Without the images, output each record below as it stands.

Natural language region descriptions
------------------------------------------------------------------------
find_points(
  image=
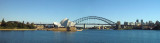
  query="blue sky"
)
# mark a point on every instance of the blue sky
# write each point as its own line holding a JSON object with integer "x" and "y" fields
{"x": 49, "y": 11}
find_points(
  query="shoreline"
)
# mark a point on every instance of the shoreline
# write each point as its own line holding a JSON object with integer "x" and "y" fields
{"x": 18, "y": 29}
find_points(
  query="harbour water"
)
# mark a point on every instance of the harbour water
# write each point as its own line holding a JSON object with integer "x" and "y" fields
{"x": 85, "y": 36}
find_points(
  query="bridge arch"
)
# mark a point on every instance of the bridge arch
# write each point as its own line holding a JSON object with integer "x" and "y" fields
{"x": 107, "y": 21}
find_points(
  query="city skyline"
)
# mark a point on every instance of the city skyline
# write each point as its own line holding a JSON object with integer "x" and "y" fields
{"x": 54, "y": 11}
------------------------------------------------------------------------
**Exercise answer:**
find_points(
  image=
  query="blue sky"
)
# mark a point on every instance of the blue sky
# write each point as its own line holding a JSON object with integer "x" and "y" fields
{"x": 49, "y": 11}
find_points(
  query="shoreline"
)
# mark a point on every instance of the shoreline
# write each point as its own line holding a JSON object with integer "x" and "y" fields
{"x": 18, "y": 29}
find_points(
  query="harbour water"
)
# mark a point on every instance of the harbour water
# write each point as its own line holding a JSON object with integer "x" and "y" fields
{"x": 85, "y": 36}
find_points(
  query="bridge arch"
)
# mark a point on every instance of the bridge arch
# write each point as its own line holding a JSON object with integer "x" and "y" fields
{"x": 107, "y": 21}
find_points(
  query="city skyline"
)
# mark a point on every instance of the city skyline
# write each point as its own line holding a JSON object with integer "x" and "y" fields
{"x": 54, "y": 11}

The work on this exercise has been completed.